| Given information |
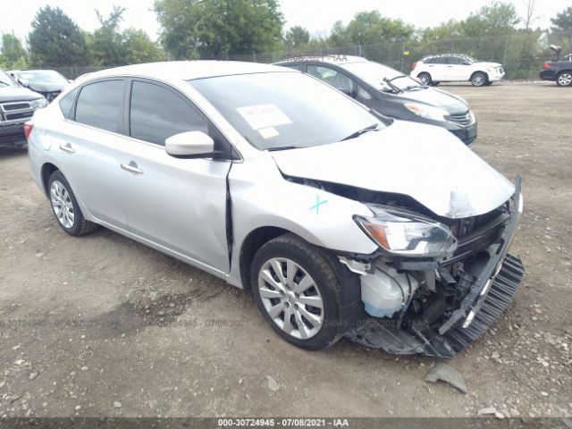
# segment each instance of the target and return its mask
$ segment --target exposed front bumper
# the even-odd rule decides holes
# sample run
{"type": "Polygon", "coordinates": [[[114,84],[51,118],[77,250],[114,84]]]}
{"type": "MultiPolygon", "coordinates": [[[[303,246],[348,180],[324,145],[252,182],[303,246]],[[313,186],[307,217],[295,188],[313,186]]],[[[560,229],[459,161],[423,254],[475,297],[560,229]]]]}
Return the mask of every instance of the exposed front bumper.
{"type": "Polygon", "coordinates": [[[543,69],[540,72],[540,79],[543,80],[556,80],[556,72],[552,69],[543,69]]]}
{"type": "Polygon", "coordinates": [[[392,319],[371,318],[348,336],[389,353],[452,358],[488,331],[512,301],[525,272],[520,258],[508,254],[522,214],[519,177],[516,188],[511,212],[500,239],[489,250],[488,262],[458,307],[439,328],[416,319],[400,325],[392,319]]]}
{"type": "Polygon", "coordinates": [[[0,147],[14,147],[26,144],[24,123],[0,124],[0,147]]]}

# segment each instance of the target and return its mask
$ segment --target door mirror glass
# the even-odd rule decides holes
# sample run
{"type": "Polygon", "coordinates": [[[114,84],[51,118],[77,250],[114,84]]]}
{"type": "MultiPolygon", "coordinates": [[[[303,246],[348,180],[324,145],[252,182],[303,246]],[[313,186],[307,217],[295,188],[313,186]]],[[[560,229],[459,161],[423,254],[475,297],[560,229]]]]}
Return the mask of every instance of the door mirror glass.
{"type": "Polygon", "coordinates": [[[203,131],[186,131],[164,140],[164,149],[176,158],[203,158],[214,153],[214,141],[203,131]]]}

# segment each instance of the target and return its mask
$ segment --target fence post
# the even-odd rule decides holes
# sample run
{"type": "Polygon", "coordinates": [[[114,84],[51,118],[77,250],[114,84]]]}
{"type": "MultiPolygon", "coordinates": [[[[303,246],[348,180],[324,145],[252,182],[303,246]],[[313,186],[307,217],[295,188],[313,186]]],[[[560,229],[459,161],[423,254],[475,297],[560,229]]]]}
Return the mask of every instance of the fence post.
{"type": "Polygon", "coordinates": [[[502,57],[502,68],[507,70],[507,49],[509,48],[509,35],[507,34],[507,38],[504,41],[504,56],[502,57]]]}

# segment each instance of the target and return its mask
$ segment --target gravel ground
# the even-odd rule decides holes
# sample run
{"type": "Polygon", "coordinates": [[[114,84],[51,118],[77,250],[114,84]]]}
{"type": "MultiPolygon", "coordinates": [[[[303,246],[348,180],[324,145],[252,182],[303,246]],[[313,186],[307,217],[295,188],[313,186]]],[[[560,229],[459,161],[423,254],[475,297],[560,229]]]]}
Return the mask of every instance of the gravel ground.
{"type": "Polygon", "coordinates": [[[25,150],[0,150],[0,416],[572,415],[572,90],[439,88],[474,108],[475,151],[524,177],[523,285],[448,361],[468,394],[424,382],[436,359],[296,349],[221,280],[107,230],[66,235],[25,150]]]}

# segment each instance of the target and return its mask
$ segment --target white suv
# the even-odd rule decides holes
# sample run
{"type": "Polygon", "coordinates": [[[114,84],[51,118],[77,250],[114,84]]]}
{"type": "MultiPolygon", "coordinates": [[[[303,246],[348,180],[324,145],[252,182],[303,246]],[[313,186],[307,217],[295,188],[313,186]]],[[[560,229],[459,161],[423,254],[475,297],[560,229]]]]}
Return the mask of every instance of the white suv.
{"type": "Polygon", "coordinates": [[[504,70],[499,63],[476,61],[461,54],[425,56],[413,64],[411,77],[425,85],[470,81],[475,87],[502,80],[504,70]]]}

| Stated exercise |
Lay out every line of the records above as a Markdown table with the columns "Row" and "Text", numbering the rows and skipping blank lines. Leave the pictures out.

| Response to the task |
| Row | Text |
|---|---|
| 1 | # segment each instance of the target and return its mask |
| 2 | $ segment --target exposed front bumper |
| 3 | # the even-odd rule decides holes |
| 4 | # sample run |
| 5 | {"type": "Polygon", "coordinates": [[[114,84],[51,118],[77,250],[114,84]]]} |
| 6 | {"type": "MultiPolygon", "coordinates": [[[[303,246],[348,180],[324,145],[252,182],[303,246]],[[313,186],[307,217],[295,188],[313,186]]],[[[560,229],[459,161],[423,254],[475,297],[560,229]]]]} |
| 7 | Return the mask of every instance of the exposed front bumper. |
| 8 | {"type": "Polygon", "coordinates": [[[543,69],[540,72],[540,79],[543,80],[556,80],[556,72],[552,69],[543,69]]]} |
| 9 | {"type": "Polygon", "coordinates": [[[392,319],[371,318],[348,336],[389,353],[452,358],[488,331],[512,301],[525,272],[520,258],[508,254],[522,214],[519,177],[516,188],[511,212],[500,239],[489,250],[488,262],[458,307],[439,328],[416,319],[400,325],[392,319]]]} |
| 10 | {"type": "Polygon", "coordinates": [[[0,147],[14,147],[26,144],[24,123],[0,124],[0,147]]]} |
| 11 | # segment each instance of the target and return its mask |
| 12 | $ segment --target door mirror glass |
| 13 | # the even-odd rule decides holes |
| 14 | # sample run |
| 15 | {"type": "Polygon", "coordinates": [[[114,84],[51,118],[77,250],[114,84]]]} |
| 16 | {"type": "MultiPolygon", "coordinates": [[[[303,246],[348,180],[324,145],[252,182],[303,246]],[[313,186],[307,217],[295,188],[313,186]]],[[[560,229],[459,161],[423,254],[475,297],[560,229]]]]} |
| 17 | Return the mask of every instance of the door mirror glass. |
| 18 | {"type": "Polygon", "coordinates": [[[203,131],[186,131],[164,140],[164,149],[176,158],[203,158],[214,153],[214,141],[203,131]]]} |
| 19 | # segment each instance of the target and return its mask |
| 20 | $ segment --target fence post |
| 21 | # the even-odd rule decides holes |
| 22 | # sample run |
| 23 | {"type": "Polygon", "coordinates": [[[114,84],[51,118],[77,250],[114,84]]]} |
| 24 | {"type": "MultiPolygon", "coordinates": [[[[303,246],[348,180],[324,145],[252,182],[303,246]],[[313,186],[307,217],[295,188],[313,186]]],[[[560,229],[459,161],[423,254],[475,297],[560,229]]]]} |
| 25 | Return the mask of every instance of the fence post. |
| 26 | {"type": "Polygon", "coordinates": [[[502,57],[502,68],[507,70],[507,49],[509,48],[509,35],[507,34],[507,38],[504,41],[504,56],[502,57]]]} |
| 27 | # segment each instance of the target and return its mask |
| 28 | $ segment --target gravel ground |
| 29 | # the even-odd rule decides holes |
| 30 | # sample run |
| 31 | {"type": "Polygon", "coordinates": [[[114,84],[51,118],[77,250],[114,84]]]} |
| 32 | {"type": "MultiPolygon", "coordinates": [[[[303,246],[348,180],[324,145],[252,182],[303,246]],[[313,186],[307,217],[295,188],[313,186]]],[[[560,229],[459,161],[423,254],[475,297],[560,229]]]]} |
| 33 | Return the mask of every instance of the gravel ground. |
| 34 | {"type": "Polygon", "coordinates": [[[25,150],[0,150],[0,416],[572,415],[572,90],[439,88],[474,108],[475,151],[524,177],[523,285],[448,361],[468,394],[424,382],[436,359],[296,349],[221,280],[107,230],[66,235],[25,150]]]} |
| 35 | # segment each instance of the target and return its mask |
| 36 | $ segment --target white suv |
| 37 | # the even-odd rule decides holes |
| 38 | # sample run |
| 39 | {"type": "Polygon", "coordinates": [[[114,84],[51,118],[77,250],[114,84]]]} |
| 40 | {"type": "MultiPolygon", "coordinates": [[[[303,246],[348,180],[324,145],[252,182],[303,246]],[[313,186],[307,217],[295,188],[313,186]]],[[[560,229],[459,161],[423,254],[475,297],[560,229]]]]} |
| 41 | Return the mask of every instance of the white suv. |
| 42 | {"type": "Polygon", "coordinates": [[[504,70],[499,63],[476,61],[461,54],[425,56],[413,64],[411,77],[425,85],[470,81],[475,87],[502,80],[504,70]]]} |